Problem 1: From the article on the Rohingya, copy word for word the part that runs from "According to the" to "to the area.".
Problem 2: In the article on the Rohingya, restate the paragraph beginning "Rights groups in the region" as a short bulleted list that keeps its main facts.
Problem 3: According to the article on the Rohingya, what does Zarni call the railroad tracks outside Auschwitz?

++++ Supplied passage

According to the human rights group Fortify Rights, Rohingya are subject to discriminatory restrictions on marriage, family size and movement. Their religious buildings have been destroyed and Myanmar has repeatedly restricted humanitarian assistance and media access to the area.
Rights groups in the region have become increasingly critical of Myanmar State Councillor Aung San Suu Kyi, whose National League for Democracy party swept to power in 2015, offering hope that the country would embrace democracy and human rights after decades of brutal military rule. Suu Kyi has characterized the government’s response to the August attacks, which the UNHCR characterized as “clearly disproportionate and without regard for basic principles of international law,” as legitimate security operations against terrorists. Suu Kyi also accused aid workers of colluding with the “terrorists,” leading to a mass exodus of humanitarian organizations that were providing food and medicine to the already impoverished and under-served Rohingya.
According to Zarni, there have been troubling signs about Suu Kyi’s position on the Rohingya for some time. “Suu Kyi has attempted to officially erase the Rohingya from Burma,” he said. “After she was elected, she asked UN officials not use the term ‘Rohingya,’ which she said was ‘not factual, but emotive.’ This denial of Rohingya history and identity in Burma is reminiscent of the Nuremberg laws. The Jews were told, ‘You are no longer German citizens.’ We have a similar scenario here. Genocide is not simply bombing and gassing and starving people. For the perpetrators, the victims never existed as who they say they are.”
The Canadian government has also criticized Suu Kyi.
“The violence is still ongoing, so obviously there’s a failure on part of the military, on part of the government,” Parliamentary Secretary to the Minister of Foreign Affairs Omar Alghabra told the Globe and Mail on Sept. 6. “I don’t think we heard the end of this yet about what our role is going to be. As I said, we are still assessing the situation and we’re looking for ways for Canada to be constructive. We are in discussion as well with our embassy over there, with our officials on the ground.”
Zarni says his interest in the Holocaust goes back to his university days, when one of his professors, German-American historian Robert H. Kaehl, introduced him to the horrors of the Nazi regime. At that time, Zarni’s interest was focused on Burma’s suffering under military rule and he eventually became the head of the Free Burma Coalition, which was dedicated to overthrowing the junta and promoting democratic rule in Myanmar.
In recent years, Zarni has turned his attention to preventing his own people – Burmese Buddhists – from committing genocide against the Rohingya. It is that quest that brought him to the haunted railroad tracks outside of Auschwitz, which he calls “the dark temple of genocide.”
“In Myanmar, we have taken up a Nazi frame of mind,” said Zarni, “where an entire ethnicity is viewed as ‘pests,’ or ‘leeches,’ who must be expelled.”
‘In Myanmar, we have taken up a Nazi frame of mind.’
Although Zarni and others have been calling this a “genocide” for years, many others have been reluctant to do so. According to international legal scholar and activist Katherine Southwick, “Tepid policies toward Myanmar and the Rohingya betray a deep-seated reluctance to label these crimes as genocide, for fear of subverting the narrative so many in the world have waited for – an enlightened democratic transition. The notion of genocide in Myanmar risks turning the country back into an international pariah, rather than an international darling.”
Zarni has also made video appeals to his own people in Burma, as well as writing and speaking internationally on the issue. He says he is happy to now be talking to the Jewish community about what is happening in Myanmar.
“If anyone would understand what is happening to the Rohingya, it would be you, the Jewish victims of the Holocaust, the survivors and their families,” Zarni told The CJN.

++++++++
++++ Input data

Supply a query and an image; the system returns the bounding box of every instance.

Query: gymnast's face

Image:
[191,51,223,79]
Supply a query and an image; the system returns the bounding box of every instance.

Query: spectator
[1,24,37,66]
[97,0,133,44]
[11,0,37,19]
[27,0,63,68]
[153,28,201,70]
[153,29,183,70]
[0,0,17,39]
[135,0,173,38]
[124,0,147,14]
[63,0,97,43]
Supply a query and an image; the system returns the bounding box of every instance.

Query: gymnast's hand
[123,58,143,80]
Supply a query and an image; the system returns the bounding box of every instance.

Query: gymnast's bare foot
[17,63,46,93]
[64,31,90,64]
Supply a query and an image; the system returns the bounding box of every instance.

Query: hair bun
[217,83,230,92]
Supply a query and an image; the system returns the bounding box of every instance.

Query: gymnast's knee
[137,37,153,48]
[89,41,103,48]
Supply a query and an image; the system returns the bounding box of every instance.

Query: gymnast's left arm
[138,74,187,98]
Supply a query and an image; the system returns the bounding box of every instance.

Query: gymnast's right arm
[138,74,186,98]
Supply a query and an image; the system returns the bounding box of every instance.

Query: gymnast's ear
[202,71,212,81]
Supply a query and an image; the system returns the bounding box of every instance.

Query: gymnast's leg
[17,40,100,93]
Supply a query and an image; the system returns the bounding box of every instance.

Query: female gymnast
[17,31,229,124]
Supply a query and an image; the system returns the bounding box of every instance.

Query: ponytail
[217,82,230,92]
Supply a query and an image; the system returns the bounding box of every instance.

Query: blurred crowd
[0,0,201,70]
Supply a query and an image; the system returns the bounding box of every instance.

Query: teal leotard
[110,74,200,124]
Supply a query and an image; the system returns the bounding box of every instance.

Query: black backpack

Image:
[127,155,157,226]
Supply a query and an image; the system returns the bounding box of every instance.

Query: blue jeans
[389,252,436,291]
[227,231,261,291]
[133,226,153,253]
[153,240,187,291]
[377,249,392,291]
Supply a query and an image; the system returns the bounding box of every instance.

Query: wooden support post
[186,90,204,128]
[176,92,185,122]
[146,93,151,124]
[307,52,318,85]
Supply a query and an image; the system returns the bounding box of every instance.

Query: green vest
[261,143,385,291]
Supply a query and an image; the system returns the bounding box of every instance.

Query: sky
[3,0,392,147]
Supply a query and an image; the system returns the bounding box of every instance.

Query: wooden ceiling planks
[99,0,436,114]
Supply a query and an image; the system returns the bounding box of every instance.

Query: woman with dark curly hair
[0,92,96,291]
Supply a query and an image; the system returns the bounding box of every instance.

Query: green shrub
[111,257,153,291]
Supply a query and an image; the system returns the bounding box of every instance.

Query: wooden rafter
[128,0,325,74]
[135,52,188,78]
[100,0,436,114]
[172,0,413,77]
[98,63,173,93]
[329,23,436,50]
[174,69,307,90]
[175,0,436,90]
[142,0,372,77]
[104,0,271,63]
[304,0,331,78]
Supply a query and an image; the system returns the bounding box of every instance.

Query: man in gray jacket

++++++++

Exercise response 1:
According to the human rights group Fortify Rights, Rohingya are subject to discriminatory restrictions on marriage, family size and movement. Their religious buildings have been destroyed and Myanmar has repeatedly restricted humanitarian assistance and media access to the area.

Exercise response 2:
- Rights groups in the region have grown increasingly critical of Myanmar State Councillor Aung San Suu Kyi.
- Her National League for Democracy party swept to power in 2015, raising hopes for democracy and human rights after decades of brutal military rule.
- Suu Kyi called the government's response to the August attacks legitimate security operations against terrorists.
- The UNHCR called that response "clearly disproportionate and without regard for basic principles of international law."
- Suu Kyi accused aid workers of colluding with the "terrorists."
- Her accusation led to a mass exodus of humanitarian organizations that had been providing food and medicine to the impoverished and under-served Rohingya.

Exercise response 3: He calls them "the dark temple of genocide."